EXERCISE:
From the entries below, output the line with "Identify the hummingbird" and each following line up to and including the line with "Identify the bird's tail", exactly as written.

GIVEN RECORDS:
===============
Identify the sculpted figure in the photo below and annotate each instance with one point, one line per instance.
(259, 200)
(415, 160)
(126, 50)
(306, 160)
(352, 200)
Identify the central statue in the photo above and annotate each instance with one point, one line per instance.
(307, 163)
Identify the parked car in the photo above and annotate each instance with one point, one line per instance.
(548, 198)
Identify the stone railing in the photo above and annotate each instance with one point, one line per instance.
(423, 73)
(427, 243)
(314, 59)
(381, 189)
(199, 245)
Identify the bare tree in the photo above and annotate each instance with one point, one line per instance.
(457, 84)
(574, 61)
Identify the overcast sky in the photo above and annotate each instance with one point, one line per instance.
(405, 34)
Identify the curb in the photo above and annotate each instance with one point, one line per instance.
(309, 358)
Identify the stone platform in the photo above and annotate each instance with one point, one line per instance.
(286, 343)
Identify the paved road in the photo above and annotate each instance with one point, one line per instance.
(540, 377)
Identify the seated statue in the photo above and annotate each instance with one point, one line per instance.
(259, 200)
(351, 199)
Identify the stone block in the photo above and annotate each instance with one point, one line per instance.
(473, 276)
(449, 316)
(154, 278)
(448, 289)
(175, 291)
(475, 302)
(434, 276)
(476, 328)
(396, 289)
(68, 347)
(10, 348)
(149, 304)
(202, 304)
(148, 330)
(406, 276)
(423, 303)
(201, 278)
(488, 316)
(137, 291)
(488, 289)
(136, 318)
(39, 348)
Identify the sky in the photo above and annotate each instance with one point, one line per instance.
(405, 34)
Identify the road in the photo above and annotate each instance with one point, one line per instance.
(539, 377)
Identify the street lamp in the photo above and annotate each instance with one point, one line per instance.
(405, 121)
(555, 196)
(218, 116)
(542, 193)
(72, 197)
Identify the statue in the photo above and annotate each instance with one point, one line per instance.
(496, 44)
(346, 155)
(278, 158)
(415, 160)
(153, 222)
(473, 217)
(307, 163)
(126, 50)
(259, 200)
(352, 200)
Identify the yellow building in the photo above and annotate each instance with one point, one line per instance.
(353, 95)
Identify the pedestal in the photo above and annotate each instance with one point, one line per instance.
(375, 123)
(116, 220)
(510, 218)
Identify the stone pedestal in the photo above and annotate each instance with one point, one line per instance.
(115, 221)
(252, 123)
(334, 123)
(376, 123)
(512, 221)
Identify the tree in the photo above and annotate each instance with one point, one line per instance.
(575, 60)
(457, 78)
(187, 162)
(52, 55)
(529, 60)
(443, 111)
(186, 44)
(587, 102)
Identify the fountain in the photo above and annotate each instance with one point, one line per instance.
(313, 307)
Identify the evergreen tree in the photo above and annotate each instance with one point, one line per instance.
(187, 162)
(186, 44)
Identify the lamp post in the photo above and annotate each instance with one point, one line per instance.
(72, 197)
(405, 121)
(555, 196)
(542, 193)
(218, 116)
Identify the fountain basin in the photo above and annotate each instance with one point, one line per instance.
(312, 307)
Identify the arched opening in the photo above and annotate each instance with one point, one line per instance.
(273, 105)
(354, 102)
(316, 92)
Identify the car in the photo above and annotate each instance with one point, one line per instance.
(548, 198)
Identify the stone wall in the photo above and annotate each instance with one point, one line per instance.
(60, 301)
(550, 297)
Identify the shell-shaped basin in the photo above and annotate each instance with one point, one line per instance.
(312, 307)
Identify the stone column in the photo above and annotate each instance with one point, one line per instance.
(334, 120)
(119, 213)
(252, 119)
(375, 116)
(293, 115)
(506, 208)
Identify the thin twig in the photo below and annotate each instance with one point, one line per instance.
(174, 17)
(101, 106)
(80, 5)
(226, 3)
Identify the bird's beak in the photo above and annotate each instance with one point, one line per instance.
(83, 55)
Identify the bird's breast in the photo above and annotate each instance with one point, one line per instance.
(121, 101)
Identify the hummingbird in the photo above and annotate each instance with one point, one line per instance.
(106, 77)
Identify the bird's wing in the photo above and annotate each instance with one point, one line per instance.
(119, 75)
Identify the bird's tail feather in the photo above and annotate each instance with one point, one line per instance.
===============
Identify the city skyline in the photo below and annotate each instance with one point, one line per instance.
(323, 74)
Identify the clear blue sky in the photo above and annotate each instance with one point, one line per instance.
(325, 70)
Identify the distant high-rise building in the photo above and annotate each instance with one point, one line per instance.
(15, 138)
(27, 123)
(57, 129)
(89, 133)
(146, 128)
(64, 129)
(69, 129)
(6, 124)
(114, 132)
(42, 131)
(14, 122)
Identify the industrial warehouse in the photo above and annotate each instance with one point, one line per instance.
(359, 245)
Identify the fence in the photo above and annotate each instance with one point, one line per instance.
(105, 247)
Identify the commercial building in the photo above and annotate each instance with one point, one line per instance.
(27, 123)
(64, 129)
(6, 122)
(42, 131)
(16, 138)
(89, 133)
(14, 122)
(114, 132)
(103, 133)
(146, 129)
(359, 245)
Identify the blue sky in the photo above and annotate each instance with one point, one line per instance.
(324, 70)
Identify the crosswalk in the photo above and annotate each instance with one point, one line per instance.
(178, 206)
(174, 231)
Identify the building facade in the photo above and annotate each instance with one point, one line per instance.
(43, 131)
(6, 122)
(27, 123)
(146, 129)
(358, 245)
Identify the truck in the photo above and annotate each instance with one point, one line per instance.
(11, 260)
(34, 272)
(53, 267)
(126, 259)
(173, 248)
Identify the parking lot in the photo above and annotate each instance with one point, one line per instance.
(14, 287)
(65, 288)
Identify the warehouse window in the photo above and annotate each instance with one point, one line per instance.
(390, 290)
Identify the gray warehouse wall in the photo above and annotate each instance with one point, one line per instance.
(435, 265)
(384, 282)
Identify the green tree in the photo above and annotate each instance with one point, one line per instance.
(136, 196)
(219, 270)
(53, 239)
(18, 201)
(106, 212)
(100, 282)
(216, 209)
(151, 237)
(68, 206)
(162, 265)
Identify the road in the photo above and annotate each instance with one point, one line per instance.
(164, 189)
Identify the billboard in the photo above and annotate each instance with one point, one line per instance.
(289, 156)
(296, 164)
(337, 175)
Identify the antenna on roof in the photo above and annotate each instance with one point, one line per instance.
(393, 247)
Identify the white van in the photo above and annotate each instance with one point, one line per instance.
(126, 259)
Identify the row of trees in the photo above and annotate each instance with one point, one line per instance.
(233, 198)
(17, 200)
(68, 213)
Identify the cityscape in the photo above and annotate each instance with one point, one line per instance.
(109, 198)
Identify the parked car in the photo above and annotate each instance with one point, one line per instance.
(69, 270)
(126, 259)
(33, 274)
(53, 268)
===============
EXERCISE RESULT:
Identify the hummingbird in the photo above and annotate each instance with one point, one line per instance.
(106, 77)
Identify the bird's wing in the photo above and annotate each instance with one point, one line per instance.
(119, 75)
Identify the bird's tail feather in the photo above and annotate each instance with one point, one line per instance.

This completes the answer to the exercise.